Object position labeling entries
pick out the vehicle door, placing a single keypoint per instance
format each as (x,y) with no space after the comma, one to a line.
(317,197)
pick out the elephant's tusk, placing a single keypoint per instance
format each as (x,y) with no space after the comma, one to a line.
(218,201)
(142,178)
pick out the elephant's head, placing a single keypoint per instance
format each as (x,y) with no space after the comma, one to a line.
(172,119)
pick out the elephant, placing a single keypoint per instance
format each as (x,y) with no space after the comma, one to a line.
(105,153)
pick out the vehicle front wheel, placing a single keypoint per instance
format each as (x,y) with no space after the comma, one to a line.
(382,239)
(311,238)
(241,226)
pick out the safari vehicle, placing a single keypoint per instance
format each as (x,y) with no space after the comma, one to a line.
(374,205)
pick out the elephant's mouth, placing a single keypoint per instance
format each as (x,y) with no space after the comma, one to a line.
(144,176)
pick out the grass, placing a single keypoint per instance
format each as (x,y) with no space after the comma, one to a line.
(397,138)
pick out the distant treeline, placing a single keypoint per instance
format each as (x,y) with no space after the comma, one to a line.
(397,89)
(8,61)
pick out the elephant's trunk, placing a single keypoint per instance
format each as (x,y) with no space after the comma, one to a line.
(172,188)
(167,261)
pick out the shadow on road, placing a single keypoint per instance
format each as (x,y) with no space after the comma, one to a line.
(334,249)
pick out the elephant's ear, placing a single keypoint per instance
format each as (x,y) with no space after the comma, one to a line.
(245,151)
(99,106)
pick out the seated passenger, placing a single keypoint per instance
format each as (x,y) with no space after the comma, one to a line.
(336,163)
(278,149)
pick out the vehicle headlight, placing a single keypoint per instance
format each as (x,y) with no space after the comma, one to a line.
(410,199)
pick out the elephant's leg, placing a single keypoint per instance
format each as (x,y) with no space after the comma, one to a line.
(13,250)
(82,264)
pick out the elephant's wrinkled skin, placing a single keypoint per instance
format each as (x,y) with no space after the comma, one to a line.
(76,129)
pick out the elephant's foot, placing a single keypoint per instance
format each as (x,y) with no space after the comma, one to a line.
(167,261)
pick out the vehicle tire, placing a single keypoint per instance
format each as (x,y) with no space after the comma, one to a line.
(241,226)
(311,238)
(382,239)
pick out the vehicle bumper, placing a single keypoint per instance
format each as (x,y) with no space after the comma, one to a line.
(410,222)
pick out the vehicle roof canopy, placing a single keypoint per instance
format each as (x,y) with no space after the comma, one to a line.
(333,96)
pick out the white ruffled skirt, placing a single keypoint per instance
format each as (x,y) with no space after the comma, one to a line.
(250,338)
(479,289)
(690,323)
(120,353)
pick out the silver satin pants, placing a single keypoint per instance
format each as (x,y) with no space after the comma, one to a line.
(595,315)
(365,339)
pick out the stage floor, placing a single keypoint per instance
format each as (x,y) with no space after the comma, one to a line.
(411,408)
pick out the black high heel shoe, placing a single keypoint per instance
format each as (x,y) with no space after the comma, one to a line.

Directions
Can you restate every record above word for word?

Task result
pick out the vehicle door, placing a single keypoint per instance
format each as (x,y) with no space after the comma, one to a line.
(317,197)
pick out the elephant's tusk, placing a single keypoint per instance
format each as (x,y) with no space after the comma, one to a line.
(218,201)
(142,178)
pick out the elephant's head, placing a single keypoint per instance
format each as (x,y) with no space after the comma, one to a line.
(172,119)
pick out the elephant, placing a single keypoint per instance
format each as (x,y) with no space after the comma, one to a line.
(105,153)
pick out the vehicle front wheel, placing a single keypoint per instance
format each as (x,y) with no space after the comma, one to a line.
(382,239)
(311,238)
(241,226)
pick out the safari vehicle, placing a single keypoint per instance
format each as (x,y) with no space after the comma, one to a line.
(374,205)
pick out the elephant's mouth, placing a single keypoint per instance
format each as (x,y) with no space after the comma, one to a line.
(144,176)
pick out the grass, placing a single keypoint per instance
format each as (x,y) with no space after the comma, one to a line.
(397,138)
pick out the distant treeline, placing a single keypoint per instance
format each as (x,y) with no space after the comma, one to a line.
(397,89)
(8,61)
pick out the elephant's trunk, placing a single keypoint per instance
format each as (x,y) with no space after the comma, one to a line.
(172,188)
(167,261)
pick out the shadow on road, placing a single keypoint per instance
format each as (x,y) with no space after the comma, one to a line.
(334,249)
pick out the elephant's ear, placing a single keypoint per instance
format each as (x,y) with no space after the comma, one to a line.
(245,151)
(99,106)
pick out the seated passenger, placing a single keypoint per instance
format each as (x,y) with no space after the comma, one to a line.
(336,163)
(278,149)
pick out the vehicle headlight, placing a single keypoint per instance
format each as (x,y) with no space after the comma, one to a line.
(410,199)
pick out the elephant's leg, placing a single keypoint per instance
format each as (x,y) with no space after the comma, one to a line.
(13,250)
(82,264)
pick out the elephant's wrinkled skin, placing a single keypoint per instance
format each as (x,y) with no space after the comma, one to a line.
(76,129)
pick out the elephant's foot, placing a single keypoint per instance
format each as (x,y) with no space after the comma, one to a line.
(167,261)
pick out the vehicle tire, placing a single keypoint per instance
format each as (x,y) with no space after the comma, one to a line.
(241,226)
(311,238)
(382,239)
pick out the vehicle bumper, placing a single keypoint per instance
format each as (x,y) with no space after the comma, one to a line.
(410,222)
pick out the vehicle roof canopy, placing a single keypoint per instance
format each as (x,y) with no space after the comma, one to a line.
(333,96)
pick out the white ruffled skirt, placing a single keypoint per instance
format each as (x,y) with no space after the comma, one to a line.
(250,338)
(479,289)
(690,323)
(120,353)
pick out the silver satin pants, placing a single keypoint per instance
format each as (x,y) with no space after the comma, one to a line.
(595,315)
(365,339)
pick out the stage floor, placing a single keypoint per instance
format each as (x,y) with no space after the comma, one to a line.
(411,408)
pick out the black high heel shoe, placing a single keypoint per instance
format each as (x,y) with no space after the comma, one to a line.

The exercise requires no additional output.